* What needs to be done:
Could you repeat, word for word, every line from the one containing "point(331, 67)" through the final line of the records below, and nothing else?

--*--

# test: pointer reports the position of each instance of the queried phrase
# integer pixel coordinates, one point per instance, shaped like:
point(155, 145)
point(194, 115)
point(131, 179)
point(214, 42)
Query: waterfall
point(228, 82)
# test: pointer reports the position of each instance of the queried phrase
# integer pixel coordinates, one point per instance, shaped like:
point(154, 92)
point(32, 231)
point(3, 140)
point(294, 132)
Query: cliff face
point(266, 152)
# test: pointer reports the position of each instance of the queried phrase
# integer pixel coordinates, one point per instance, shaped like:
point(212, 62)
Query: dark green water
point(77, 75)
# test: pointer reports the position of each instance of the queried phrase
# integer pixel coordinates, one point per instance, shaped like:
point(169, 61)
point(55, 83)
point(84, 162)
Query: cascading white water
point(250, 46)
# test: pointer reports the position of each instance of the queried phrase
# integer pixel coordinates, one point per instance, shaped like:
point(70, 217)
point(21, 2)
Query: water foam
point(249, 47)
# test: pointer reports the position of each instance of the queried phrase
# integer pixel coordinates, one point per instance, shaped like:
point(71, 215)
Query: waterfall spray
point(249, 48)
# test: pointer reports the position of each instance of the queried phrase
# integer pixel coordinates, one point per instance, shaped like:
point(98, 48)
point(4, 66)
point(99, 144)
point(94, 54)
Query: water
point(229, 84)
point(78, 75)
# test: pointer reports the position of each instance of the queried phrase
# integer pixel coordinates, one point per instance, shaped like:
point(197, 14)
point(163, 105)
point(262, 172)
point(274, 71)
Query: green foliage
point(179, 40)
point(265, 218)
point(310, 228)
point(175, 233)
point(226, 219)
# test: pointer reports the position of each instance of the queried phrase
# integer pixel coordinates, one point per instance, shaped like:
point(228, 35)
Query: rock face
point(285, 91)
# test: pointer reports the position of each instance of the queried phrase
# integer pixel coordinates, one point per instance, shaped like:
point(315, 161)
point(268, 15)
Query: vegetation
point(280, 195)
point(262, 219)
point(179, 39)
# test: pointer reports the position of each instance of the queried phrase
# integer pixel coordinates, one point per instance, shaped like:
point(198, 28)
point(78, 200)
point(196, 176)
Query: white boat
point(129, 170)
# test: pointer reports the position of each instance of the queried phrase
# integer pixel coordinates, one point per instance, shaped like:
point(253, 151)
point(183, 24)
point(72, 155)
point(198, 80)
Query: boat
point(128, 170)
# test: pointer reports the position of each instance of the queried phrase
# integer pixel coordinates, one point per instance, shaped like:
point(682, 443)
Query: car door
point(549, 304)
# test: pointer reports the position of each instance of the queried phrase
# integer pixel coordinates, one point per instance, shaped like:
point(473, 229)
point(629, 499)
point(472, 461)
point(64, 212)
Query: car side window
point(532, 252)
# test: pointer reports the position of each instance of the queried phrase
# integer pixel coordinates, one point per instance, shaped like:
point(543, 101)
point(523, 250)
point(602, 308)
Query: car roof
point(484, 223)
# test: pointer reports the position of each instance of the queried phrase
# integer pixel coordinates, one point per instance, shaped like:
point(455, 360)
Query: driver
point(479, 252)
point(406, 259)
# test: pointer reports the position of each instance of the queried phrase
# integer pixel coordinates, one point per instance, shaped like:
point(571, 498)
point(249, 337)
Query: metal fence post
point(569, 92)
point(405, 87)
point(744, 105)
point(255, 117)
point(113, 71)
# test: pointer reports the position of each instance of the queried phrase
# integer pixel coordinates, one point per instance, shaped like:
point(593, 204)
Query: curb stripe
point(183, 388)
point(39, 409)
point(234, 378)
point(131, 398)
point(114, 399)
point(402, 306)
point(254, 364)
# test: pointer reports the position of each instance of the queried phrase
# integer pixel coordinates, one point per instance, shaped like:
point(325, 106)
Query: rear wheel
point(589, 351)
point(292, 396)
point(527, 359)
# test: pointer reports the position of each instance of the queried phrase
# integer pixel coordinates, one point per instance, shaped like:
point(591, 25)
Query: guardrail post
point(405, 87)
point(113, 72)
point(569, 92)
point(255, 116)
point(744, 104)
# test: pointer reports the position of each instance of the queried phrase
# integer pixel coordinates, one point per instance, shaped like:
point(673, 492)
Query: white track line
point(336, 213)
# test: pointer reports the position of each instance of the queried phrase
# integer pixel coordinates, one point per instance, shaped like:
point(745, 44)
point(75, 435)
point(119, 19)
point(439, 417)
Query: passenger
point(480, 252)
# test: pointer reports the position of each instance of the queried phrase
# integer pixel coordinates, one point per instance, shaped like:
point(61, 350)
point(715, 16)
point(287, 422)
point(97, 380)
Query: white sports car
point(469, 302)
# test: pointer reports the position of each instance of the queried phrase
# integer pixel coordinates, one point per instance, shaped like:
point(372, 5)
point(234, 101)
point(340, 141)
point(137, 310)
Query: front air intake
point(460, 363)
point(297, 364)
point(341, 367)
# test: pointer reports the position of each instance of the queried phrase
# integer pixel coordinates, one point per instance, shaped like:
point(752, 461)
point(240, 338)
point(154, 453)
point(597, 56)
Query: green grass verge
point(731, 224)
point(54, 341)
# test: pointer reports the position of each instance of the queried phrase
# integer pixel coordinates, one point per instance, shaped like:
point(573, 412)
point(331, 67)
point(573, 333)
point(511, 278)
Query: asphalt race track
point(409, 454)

--*--

* Response:
point(331, 67)
point(573, 333)
point(511, 278)
Query: asphalt race track
point(409, 454)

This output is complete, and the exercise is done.